▸ The task: Please count the lines in the items below that contain the word "water", with case counting, and give only that number.

=====

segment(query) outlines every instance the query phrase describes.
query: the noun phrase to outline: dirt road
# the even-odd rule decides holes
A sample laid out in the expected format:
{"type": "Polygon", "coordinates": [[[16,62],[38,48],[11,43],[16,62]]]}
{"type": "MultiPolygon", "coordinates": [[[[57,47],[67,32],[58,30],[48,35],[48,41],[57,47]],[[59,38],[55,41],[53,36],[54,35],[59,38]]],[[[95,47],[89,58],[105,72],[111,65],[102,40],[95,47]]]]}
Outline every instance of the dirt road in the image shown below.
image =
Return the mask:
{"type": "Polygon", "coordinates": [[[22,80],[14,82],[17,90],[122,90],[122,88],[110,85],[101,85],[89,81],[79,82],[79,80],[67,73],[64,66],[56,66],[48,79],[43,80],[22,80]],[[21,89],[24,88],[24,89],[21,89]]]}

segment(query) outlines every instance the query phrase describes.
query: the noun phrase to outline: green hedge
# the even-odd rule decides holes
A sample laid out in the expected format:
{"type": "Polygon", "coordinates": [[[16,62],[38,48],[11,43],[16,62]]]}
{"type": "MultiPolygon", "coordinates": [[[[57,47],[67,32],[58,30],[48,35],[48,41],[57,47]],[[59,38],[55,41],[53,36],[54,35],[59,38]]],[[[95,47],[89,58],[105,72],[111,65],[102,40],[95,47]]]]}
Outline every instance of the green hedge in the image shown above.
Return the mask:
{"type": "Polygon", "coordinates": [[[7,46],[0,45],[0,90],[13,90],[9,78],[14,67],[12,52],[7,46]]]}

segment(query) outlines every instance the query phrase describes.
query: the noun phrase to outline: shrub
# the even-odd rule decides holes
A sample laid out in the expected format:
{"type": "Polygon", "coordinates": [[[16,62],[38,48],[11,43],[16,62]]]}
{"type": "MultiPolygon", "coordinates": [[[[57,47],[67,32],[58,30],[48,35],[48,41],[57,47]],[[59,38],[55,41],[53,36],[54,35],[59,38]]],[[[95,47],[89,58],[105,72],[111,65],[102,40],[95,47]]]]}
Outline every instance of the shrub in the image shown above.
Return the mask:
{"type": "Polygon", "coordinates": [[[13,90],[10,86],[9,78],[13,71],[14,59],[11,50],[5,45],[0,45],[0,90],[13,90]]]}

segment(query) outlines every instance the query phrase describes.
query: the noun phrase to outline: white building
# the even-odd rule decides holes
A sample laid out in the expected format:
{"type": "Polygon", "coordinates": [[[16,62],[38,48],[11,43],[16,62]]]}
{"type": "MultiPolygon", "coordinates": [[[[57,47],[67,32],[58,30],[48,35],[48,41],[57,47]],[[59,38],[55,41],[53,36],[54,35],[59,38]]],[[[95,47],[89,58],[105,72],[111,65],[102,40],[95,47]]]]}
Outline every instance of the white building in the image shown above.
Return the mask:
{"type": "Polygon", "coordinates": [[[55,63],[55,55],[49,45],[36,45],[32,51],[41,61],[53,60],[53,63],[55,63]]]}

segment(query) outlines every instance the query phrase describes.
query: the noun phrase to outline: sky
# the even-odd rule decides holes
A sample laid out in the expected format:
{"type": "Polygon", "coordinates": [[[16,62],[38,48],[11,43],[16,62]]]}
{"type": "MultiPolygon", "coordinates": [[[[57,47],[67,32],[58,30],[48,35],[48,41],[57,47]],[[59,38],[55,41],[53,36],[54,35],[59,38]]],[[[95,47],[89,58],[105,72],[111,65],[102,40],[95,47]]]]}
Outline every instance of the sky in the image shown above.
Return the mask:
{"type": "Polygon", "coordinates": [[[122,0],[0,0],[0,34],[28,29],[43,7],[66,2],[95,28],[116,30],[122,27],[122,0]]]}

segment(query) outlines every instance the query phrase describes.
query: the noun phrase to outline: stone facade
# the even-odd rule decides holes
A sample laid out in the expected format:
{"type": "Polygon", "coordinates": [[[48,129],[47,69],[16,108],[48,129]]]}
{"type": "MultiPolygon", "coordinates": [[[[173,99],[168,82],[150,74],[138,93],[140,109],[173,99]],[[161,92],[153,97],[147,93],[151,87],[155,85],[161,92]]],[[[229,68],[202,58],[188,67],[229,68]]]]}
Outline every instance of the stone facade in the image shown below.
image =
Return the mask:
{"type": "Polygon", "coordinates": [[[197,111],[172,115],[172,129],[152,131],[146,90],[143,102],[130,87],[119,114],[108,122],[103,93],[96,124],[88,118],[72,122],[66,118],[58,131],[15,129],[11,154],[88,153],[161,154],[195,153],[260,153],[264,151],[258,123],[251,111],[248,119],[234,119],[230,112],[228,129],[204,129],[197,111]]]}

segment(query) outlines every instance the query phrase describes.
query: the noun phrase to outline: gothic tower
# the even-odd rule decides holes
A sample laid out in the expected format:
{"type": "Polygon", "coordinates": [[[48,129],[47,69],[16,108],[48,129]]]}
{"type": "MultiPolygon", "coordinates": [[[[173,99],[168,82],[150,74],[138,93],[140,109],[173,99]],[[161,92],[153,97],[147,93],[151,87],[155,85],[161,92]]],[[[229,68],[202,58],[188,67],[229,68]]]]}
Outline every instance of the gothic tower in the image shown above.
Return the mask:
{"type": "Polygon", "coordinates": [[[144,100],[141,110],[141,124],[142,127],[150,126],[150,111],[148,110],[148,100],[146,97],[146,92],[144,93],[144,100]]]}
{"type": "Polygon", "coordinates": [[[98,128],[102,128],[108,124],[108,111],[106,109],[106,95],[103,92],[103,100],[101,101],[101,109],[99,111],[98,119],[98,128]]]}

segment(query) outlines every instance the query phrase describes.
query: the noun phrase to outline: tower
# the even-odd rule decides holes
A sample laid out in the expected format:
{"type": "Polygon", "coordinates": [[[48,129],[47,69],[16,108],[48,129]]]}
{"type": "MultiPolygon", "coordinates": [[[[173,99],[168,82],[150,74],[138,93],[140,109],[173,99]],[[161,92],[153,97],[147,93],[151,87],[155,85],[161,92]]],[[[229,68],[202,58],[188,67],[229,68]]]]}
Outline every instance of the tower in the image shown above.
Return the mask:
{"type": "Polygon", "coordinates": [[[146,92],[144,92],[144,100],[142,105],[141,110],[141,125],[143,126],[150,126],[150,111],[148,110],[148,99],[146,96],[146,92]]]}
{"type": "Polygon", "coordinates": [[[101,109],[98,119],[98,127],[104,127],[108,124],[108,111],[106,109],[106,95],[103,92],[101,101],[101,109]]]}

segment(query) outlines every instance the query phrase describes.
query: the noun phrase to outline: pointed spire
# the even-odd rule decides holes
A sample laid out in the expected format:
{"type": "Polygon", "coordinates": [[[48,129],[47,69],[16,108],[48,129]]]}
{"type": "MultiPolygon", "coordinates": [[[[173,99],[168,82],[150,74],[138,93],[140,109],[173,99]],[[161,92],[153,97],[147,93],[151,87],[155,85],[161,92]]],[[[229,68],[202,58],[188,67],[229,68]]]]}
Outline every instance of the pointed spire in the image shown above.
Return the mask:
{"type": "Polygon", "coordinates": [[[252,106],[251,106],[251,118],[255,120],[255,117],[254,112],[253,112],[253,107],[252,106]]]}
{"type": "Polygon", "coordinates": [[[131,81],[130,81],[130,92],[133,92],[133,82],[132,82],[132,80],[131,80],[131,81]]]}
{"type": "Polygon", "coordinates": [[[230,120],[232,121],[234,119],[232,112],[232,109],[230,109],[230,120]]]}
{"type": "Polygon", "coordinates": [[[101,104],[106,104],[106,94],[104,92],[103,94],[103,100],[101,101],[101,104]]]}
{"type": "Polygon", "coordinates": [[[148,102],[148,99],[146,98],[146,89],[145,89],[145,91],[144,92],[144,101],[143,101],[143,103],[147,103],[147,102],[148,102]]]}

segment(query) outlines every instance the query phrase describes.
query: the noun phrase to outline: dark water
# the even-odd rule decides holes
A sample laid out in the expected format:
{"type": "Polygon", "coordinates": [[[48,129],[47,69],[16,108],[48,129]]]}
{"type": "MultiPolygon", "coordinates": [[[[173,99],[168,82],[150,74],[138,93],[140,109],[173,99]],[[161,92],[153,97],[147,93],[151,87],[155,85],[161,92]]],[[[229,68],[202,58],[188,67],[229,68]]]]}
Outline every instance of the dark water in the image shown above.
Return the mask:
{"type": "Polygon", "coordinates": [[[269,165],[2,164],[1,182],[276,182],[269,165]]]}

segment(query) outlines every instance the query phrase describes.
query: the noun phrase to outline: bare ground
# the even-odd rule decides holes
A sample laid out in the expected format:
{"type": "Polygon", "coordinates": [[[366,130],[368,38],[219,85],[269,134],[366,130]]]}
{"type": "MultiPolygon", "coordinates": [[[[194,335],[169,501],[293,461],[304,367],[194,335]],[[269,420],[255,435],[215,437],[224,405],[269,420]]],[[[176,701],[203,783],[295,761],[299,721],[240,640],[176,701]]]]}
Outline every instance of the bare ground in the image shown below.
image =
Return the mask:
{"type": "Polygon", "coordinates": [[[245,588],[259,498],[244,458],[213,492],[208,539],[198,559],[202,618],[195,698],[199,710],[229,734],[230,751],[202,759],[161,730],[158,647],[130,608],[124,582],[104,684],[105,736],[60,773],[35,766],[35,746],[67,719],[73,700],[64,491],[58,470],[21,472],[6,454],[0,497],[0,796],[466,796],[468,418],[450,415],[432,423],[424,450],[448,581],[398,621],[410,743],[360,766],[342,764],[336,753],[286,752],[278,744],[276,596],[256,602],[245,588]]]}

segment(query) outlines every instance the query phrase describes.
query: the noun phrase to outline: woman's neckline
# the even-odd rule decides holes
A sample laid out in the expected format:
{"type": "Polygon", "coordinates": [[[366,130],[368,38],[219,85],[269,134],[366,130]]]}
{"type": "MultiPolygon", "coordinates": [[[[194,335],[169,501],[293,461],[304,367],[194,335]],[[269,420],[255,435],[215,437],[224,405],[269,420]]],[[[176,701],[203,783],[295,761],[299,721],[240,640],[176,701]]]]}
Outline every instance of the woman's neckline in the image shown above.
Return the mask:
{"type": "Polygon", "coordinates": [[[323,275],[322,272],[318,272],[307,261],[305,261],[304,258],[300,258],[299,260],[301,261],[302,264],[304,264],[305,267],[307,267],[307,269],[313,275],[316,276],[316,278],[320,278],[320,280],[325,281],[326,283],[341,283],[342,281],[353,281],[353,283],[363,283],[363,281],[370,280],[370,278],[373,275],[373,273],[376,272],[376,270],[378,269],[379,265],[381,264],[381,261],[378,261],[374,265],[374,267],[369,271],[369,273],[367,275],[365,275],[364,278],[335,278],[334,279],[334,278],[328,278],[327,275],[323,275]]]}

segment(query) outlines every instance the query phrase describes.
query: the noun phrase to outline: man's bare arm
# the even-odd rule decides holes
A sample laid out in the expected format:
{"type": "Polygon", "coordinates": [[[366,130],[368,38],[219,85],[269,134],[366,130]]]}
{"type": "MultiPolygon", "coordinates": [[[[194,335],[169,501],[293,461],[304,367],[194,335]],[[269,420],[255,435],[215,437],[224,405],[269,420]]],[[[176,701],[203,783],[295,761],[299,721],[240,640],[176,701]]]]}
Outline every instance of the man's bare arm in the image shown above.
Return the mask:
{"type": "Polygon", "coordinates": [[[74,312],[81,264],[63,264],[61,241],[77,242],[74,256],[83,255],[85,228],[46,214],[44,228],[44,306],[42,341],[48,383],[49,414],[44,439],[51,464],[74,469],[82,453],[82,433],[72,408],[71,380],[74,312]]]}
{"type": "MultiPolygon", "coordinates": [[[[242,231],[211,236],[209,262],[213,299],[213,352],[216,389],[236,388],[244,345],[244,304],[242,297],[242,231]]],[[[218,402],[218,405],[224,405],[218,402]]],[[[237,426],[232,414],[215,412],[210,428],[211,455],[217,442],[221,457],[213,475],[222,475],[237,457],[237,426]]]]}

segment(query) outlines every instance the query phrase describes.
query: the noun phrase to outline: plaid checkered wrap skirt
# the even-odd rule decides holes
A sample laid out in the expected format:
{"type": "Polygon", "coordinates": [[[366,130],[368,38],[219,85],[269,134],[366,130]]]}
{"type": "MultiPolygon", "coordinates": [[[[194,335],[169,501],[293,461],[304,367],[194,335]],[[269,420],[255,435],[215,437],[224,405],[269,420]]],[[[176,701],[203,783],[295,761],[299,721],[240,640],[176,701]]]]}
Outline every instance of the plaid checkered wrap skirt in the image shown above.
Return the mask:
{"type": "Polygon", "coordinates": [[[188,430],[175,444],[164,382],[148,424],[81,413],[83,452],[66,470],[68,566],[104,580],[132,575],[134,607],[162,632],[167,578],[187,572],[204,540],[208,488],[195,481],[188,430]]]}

=====

▸ Complete response: 2